* WHAT NEEDS TO BE DONE *
Without including any picture, copy the entries that follow word for word.

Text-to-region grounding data

══════════════════════════════

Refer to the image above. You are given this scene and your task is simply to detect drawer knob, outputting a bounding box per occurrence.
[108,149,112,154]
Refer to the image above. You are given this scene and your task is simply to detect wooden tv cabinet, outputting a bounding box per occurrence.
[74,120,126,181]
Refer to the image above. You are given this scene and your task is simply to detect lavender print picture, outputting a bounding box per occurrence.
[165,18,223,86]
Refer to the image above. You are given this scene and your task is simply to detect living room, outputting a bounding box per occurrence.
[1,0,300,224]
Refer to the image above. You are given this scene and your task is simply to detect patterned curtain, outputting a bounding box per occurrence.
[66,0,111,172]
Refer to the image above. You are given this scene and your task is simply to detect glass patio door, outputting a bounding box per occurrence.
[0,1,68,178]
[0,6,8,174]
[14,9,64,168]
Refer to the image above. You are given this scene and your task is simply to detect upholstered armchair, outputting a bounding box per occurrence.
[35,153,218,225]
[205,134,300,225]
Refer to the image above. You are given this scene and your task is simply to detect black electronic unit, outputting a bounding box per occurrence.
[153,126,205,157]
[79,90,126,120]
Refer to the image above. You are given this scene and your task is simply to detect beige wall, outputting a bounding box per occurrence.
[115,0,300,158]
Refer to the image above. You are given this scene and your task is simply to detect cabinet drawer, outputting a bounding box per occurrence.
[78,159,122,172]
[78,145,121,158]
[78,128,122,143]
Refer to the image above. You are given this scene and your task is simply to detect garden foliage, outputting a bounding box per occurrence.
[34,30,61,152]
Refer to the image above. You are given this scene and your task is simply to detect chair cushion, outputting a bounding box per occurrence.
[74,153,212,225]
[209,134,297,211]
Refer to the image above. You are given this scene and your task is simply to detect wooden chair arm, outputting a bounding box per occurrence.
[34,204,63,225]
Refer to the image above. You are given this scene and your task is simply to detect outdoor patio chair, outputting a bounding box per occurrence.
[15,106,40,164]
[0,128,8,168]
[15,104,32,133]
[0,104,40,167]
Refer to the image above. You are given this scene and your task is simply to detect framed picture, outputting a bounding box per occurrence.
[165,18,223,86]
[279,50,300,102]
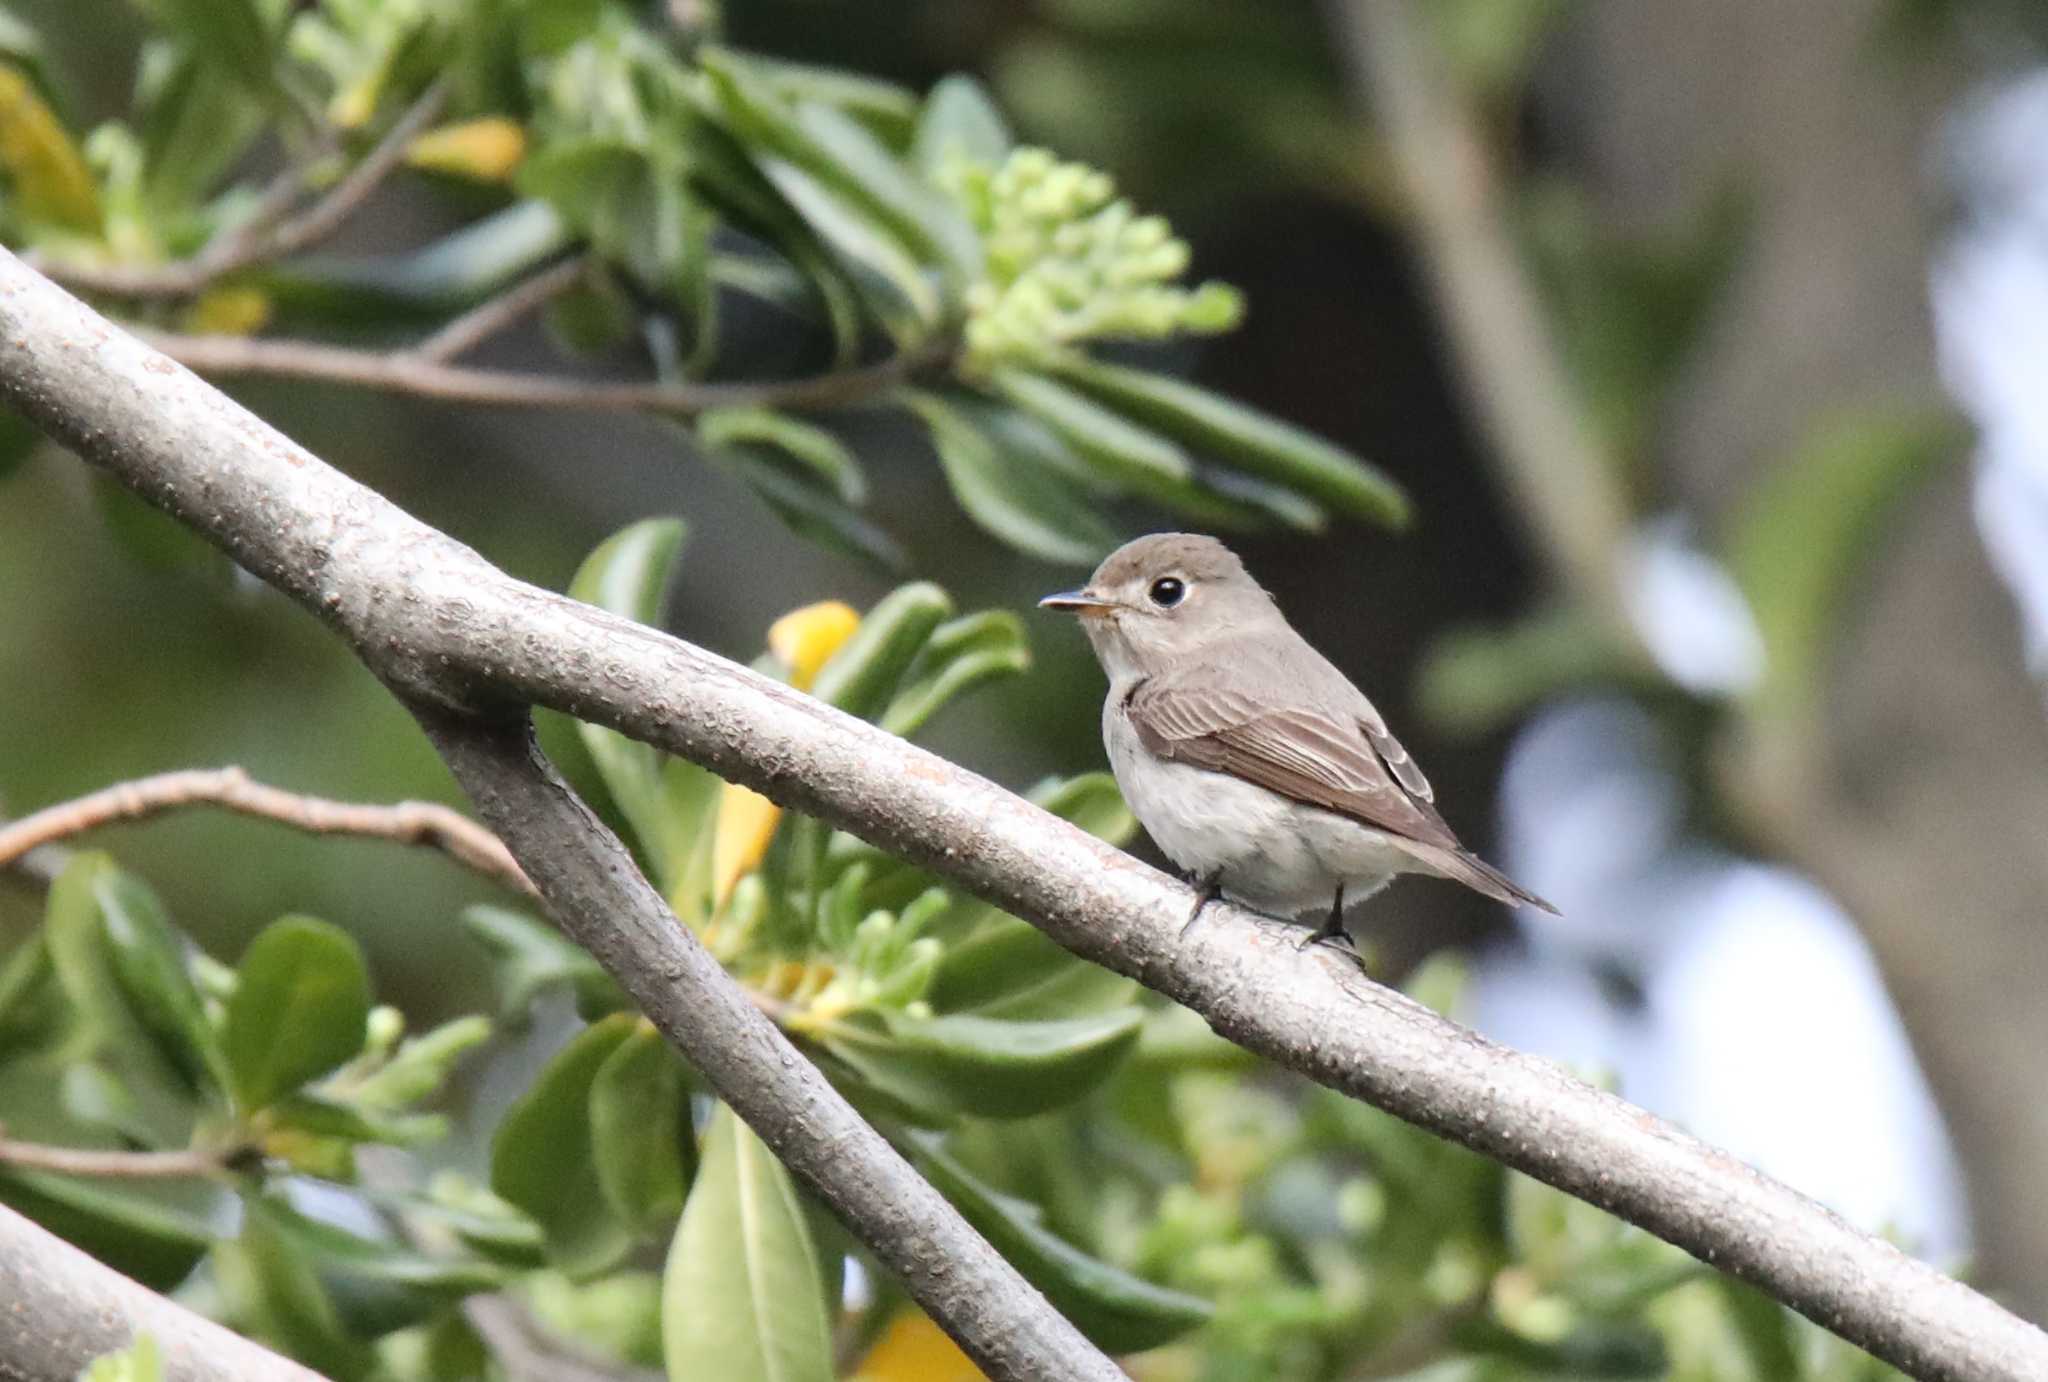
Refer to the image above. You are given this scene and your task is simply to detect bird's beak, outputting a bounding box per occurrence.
[1039,588,1117,615]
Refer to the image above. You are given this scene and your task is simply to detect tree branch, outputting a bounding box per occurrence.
[406,257,587,364]
[0,1133,251,1180]
[0,766,533,894]
[131,326,945,417]
[416,710,1119,1382]
[0,1201,319,1381]
[28,81,450,301]
[1329,0,1641,642]
[0,250,2042,1380]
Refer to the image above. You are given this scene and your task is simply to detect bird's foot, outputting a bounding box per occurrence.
[1296,884,1356,955]
[1180,872,1223,938]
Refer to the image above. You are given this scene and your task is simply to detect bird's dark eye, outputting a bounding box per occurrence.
[1148,576,1186,608]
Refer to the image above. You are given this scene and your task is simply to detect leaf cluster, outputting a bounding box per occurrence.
[0,0,1408,566]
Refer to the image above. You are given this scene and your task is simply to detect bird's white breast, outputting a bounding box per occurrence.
[1103,692,1420,918]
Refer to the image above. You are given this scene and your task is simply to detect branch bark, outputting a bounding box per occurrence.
[130,326,944,418]
[417,709,1117,1382]
[0,1202,319,1381]
[0,1136,250,1180]
[0,249,2043,1379]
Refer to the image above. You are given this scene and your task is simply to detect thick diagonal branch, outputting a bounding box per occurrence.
[0,1202,319,1381]
[418,710,1115,1382]
[0,250,2043,1381]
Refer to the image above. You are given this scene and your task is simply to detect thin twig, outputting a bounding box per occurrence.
[262,79,450,264]
[30,80,450,300]
[0,767,534,895]
[139,327,946,416]
[0,1132,250,1180]
[407,257,588,364]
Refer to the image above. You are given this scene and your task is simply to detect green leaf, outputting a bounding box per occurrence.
[92,475,228,576]
[524,1269,665,1369]
[992,368,1194,492]
[590,1021,694,1236]
[1425,0,1574,98]
[251,1195,507,1338]
[1416,606,1633,738]
[225,915,372,1113]
[346,1014,492,1110]
[907,391,1118,566]
[515,0,604,57]
[912,75,1014,178]
[925,919,1134,1020]
[708,437,909,573]
[44,855,198,1146]
[1053,357,1410,526]
[909,1135,1212,1351]
[158,0,281,103]
[1713,1277,1801,1380]
[215,1198,369,1379]
[1726,405,1966,718]
[137,40,266,214]
[825,1007,1142,1120]
[257,201,577,325]
[93,867,227,1098]
[662,1104,834,1382]
[810,582,953,720]
[701,48,976,282]
[879,610,1032,738]
[789,99,980,280]
[78,1333,163,1382]
[757,154,939,338]
[408,1175,547,1268]
[699,407,866,507]
[566,519,722,898]
[742,52,921,145]
[266,1092,447,1148]
[0,407,39,481]
[0,1164,214,1291]
[0,933,61,1057]
[491,1013,638,1277]
[462,904,627,1021]
[0,62,99,231]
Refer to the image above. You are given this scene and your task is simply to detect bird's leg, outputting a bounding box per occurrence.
[1180,871,1223,938]
[1298,883,1354,952]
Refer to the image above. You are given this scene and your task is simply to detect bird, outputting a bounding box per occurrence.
[1041,533,1557,949]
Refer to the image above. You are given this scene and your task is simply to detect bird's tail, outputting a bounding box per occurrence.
[1413,845,1561,916]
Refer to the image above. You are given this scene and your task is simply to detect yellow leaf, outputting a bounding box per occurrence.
[853,1312,986,1382]
[0,64,100,232]
[712,786,782,908]
[769,600,860,690]
[181,286,272,337]
[710,599,862,905]
[328,71,383,131]
[407,118,528,183]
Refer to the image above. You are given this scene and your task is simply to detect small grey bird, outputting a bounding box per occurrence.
[1042,533,1557,946]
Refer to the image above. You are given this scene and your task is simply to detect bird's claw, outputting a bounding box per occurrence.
[1179,873,1222,938]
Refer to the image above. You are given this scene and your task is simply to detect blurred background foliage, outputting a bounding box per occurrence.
[5,0,2048,1378]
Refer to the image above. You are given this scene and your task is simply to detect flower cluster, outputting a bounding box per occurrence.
[942,146,1244,371]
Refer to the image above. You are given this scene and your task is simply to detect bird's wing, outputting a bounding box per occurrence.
[1127,675,1461,849]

══════════════════════════════

* PROBLEM SOLUTION *
Refer to the image above. You are given this scene and your task is simply to detect drawer knob, outputting a bounding box per occurrence.
[108,149,112,154]
Refer to the image above. You are given this scene and your task is simply to detect wooden tv cabinet, outputting a bounding box per occurrence.
[74,120,126,181]
Refer to the image above. You are given this scene and your task is simply to detect lavender print picture, outputting a bounding box per occurrence.
[165,18,223,86]
Refer to the image above. You are given this scene and your task is simply to detect living room, outputting a bounding box per occurrence.
[1,0,300,224]
Refer to the image above. You are given this scene and your task is simply to detect patterned curtain, outputting a bounding box per occurrence.
[66,0,111,172]
Refer to the image above. You are given this scene and your task is simply to detect glass patio door, outputting a bounding box per occurrence.
[0,1,68,178]
[0,6,8,174]
[14,9,64,168]
Refer to the image above. You are given this scene and your task is simply to detect upholstered armchair, outputting a bounding box per occurrence.
[35,153,218,225]
[205,134,300,225]
Refer to the image above. You are given this scene and your task is simply to detect black electronic unit, outputting a bounding box per occurrence.
[153,126,205,157]
[79,90,126,120]
Refer to the image above. You are given this scene and your task is simply to detect beige wall, outputting a bounding box per occurrence.
[115,0,300,158]
Refer to the image above. You are given this scene and your task is simply to detect cabinet drawer, outputting a bounding box per occurrence.
[78,159,122,172]
[78,145,121,158]
[78,128,122,143]
Refer to the image above. You are given this scene and your task is simply to detect garden foliage, outputting a bounding box per occurrence.
[34,30,61,152]
Refer to the image above. You are given this scene and your task is simply to detect chair cushion, outputting a bounding box per occurrence.
[74,153,212,225]
[209,134,297,211]
Refer to the image above. You are given this scene and your task is simply to detect wooden chair arm, outputting a bounding box per occurrence.
[34,204,63,225]
Refer to the image above. You are given this scene and your task is simply to detect outdoor patio chair, outputting a bounding box per occurrence.
[15,106,40,164]
[0,128,8,168]
[15,104,32,133]
[0,104,40,167]
Refer to the image above. You are given this scene and your task is simply to detect framed picture, outputting a bounding box per occurrence.
[165,18,223,86]
[279,50,300,102]
Refer to the image above. You are given this scene and your task is simply to detect bird's beak, outputting a bounding box per occurrence.
[1039,588,1117,615]
Refer to the image above. You are given this scene and your task is simply to detect tree branch, outputting a bounding box per occurrence.
[406,257,587,364]
[0,1133,251,1180]
[0,766,533,894]
[131,326,945,417]
[416,710,1119,1382]
[0,1201,319,1381]
[28,81,450,301]
[1329,0,1641,642]
[0,250,2042,1380]
Refer to the image above. You are given this scene and your task is simply to detect bird's foot, outputting a bounding box per occurrence.
[1296,884,1356,955]
[1180,872,1223,938]
Refer to the image above. You are given this scene and your task is simply to detect bird's dark eye, outputting a bounding box per occurrence.
[1148,576,1186,608]
Refer to the image above. You are given this scene and your task is simply to detect leaf cluster, outputting a bounding box per occurrence.
[0,0,1408,566]
Refer to the image above. You are given this scene and your task is simply to detect bird's white breast, outputting a bounding box per occurrence.
[1103,692,1420,918]
Refer to the image above. You are given this scene and your task is simply to detect branch bark, outputting a bounding box per occurrence.
[130,326,944,418]
[417,709,1117,1382]
[0,1202,319,1381]
[0,1136,250,1180]
[0,249,2043,1379]
Refer to the image above. You are given this scene and your task is simply to detect thick diagonal branch, outputting a bounding box per occurrence.
[0,1202,319,1381]
[418,710,1115,1382]
[0,250,2043,1381]
Refer to the image above. You are given this scene and your task is simply to detect thin twig, outputting a bounding box per occurrence.
[262,79,450,264]
[30,80,450,300]
[0,767,534,895]
[139,327,946,416]
[0,1132,250,1180]
[407,257,588,364]
Refer to the image above. You are given this scene and your task is simply to detect green leaf, outputting a bounding box per occurrence.
[92,475,228,576]
[524,1269,665,1369]
[992,368,1194,492]
[590,1021,694,1236]
[1425,0,1574,98]
[251,1195,507,1338]
[1416,606,1633,738]
[225,915,372,1113]
[346,1014,492,1110]
[907,391,1118,566]
[515,0,604,57]
[912,75,1014,178]
[925,919,1134,1020]
[708,437,909,573]
[44,855,198,1146]
[1053,357,1410,526]
[909,1135,1212,1351]
[158,0,281,103]
[1713,1277,1801,1380]
[215,1198,369,1379]
[1726,405,1966,718]
[137,40,266,214]
[825,1007,1142,1120]
[257,201,577,325]
[93,867,227,1098]
[662,1104,834,1382]
[810,582,953,720]
[701,48,976,282]
[879,610,1032,738]
[789,99,980,280]
[78,1333,163,1382]
[757,154,939,338]
[408,1175,547,1268]
[699,407,866,507]
[566,519,722,898]
[742,52,921,145]
[266,1092,447,1148]
[0,407,39,481]
[0,1164,214,1291]
[0,933,61,1057]
[491,1013,638,1277]
[462,904,627,1021]
[0,62,99,231]
Refer to the image above. You are given this scene and your task is simply to detect bird's leg, outputting a bounding box per occurrence.
[1180,871,1223,938]
[1298,883,1354,952]
Refer to the image above. You are given this scene and your task is simply to detect bird, outputting a bounding box per occurrence.
[1041,533,1557,949]
Refer to the image above. You are given this scene and your task is simply to detect bird's tail, outputting a bounding box per occurrence.
[1413,845,1561,916]
Refer to the image above. You are given this scene and your task is simply to detect yellow leaf, outputting a bounding box per occurrence.
[853,1312,986,1382]
[0,64,100,232]
[712,786,782,908]
[769,600,860,690]
[181,286,272,337]
[710,599,862,905]
[328,71,383,131]
[407,118,528,183]
Refer to the image above. You are given this scene and your task is simply to detect small grey bird, outputting a bounding box per occurrence.
[1042,533,1557,946]
Refer to the image above. You are given this scene and your task is simply to detect bird's claw, outputting a bounding box per occurrence.
[1179,873,1222,938]
Refer to the image above. You are given this scene and your task is simply to detect blurred background foliage, outputting a bounding box per occurrence.
[5,0,2048,1378]
Refer to the image above. You are given this scene and your task is simply to detect flower cluster, outputting a bounding box per occurrence.
[942,146,1244,371]
Refer to the image above. You are given this scene and your task is simply to detect bird's wing, outputting a bounding box per occurrence.
[1127,675,1461,849]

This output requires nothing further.